● **WORK REQUEST**:
In the text about the transplanted heart, rewrite the part starting at "On December 3rd, 2016, the" and ending at "not your children.", swapping "callous" for "heartless".

● **TEXT PROVIDED**:
-*-*-

However, I have the heart of someone else’s child inside my body.

On December 3rd, 2016, the dying heart I was born with, was exhumed out of my chest, and replaced by an alive heart that another person died having. I know nothing about this person other than they were sixteen years old, and that I am now running around with their parent’s heart inside my body. I am the living, breathing occlusion to their only glimpse at immortality. An explanation of divine will to my donor’s parents would not only be absolutely false, but unimaginably callous and cruel. Instead, the truth of living amongst the vacant-minded winds of amoral randomness, would be the only consolation.

One can’t not think of Kahlil Gibran in these circumstances, who writes:

“Your children are not your children.
They are the sons and daughters of Life's longing for itself.
They come through you but not from you, 
And though they are with you, yet they belong not to you. You may give them your love but not your thoughts.
For they have their own thoughts.
You may house their bodies but not their souls,
For their souls dwell in the house of tomorrow,
which you cannot visit, not even in your dreams.”

Gibran can be excused for being incorrect about children coming “through you, but not from you,” because he was writing 30 years before James Watson and Francis Crick discovered the structure of DNA was a double helix polymer; thus finding “the secret to life,” as they declared walking into a pub on the afternoon of their breakthrough. The Lebanese poet was wise to say that our children have thoughts of their own, (as any parent knows) and that our children are the citizens of future, which is an Athens we can never inhabit. Though, it is true that aggregate aspects of your essence will be that which constructs your newborn's soul, (a soul that is really a material spirit, made from the embers of a billions of cosmic bonfires) it is, however, hubris and solipsism to believe that your child is your path to eternity, and equivalent to believing that you are merely a surrogate for your great grandmother’s existence. Which of course you are, but not ONLY her. There is a library of souls within you, with each one only a silver of the storm of stardust it previously was, all in order to reveal what’s left of themselves as the eye of the hurricane you confuse yourself of being.

The opposing side of the coin of the “terrible beauty” in Hitchens' “limitations of self,” (where seeing his heart inside his playful children) is a lesson I myself am terrified to learn. To me, it would be a nightmare to realize the heart I was born with was struggling to beat in someone else’s body. I would petition every agent of capricious chaos and celestial madness in the cosmos that my child be pulled from non-existence and into this world, not with the heart imprinted on my anatomical printing press, but instead be given the fist wrapped in blood, currently entombed in my humble vessel. It is because of my donor I can write this. It is because of my donor I can say this. It is because of my donor that you can read this. It is only fair that I wish a piece of them is what rises future tides, even if it is in vain.

One should find comfort, not in an eternal life of surrogacy, but in a long goodbye out of existence. Because -in proper Darwinian fashion- it is not yourself whom you should wish immortality upon, but that of your children. There are many things we yearn to bequeath to our progeny: love, affection, as much safety as we can, rules, (even if they are there to question) enough resources to teach the importance of charity, and most crucially, a lifetime of our heartbeats in order to provide them with all these things. None of which should be our permanency, because we have to make room for the dynamically different and distinctive entities our children will become despite what ingredients we unknowingly furnish the recipe with. The goal should be to dissolve away, like ice in hot tea. Not in order to hitch a ride with everlasting, but to lose definition in the warm embrace of physical and existential truancy. Not because we wish to be enveloped by forever, but because the tea is non-existence; it is our absence. Which is much needed for our terrible beauty of the future.

-*-*-

● **DATA**:
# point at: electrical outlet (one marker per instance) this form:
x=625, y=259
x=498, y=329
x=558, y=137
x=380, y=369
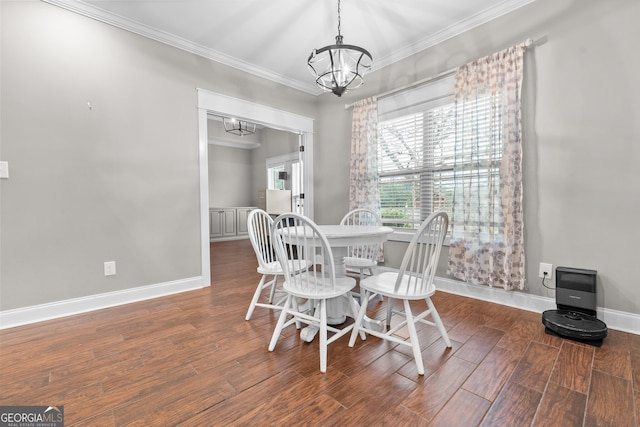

-*-*-

● **EXERCISE SOLUTION**:
On December 3rd, 2016, the dying heart I was born with, was exhumed out of my chest, and replaced by an alive heart that another person died having. I know nothing about this person other than they were sixteen years old, and that I am now running around with their parent’s heart inside my body. I am the living, breathing occlusion to their only glimpse at immortality. An explanation of divine will to my donor’s parents would not only be absolutely false, but unimaginably heartless and cruel. Instead, the truth of living amongst the vacant-minded winds of amoral randomness, would be the only consolation.

One can’t not think of Kahlil Gibran in these circumstances, who writes:

“Your children are not your children.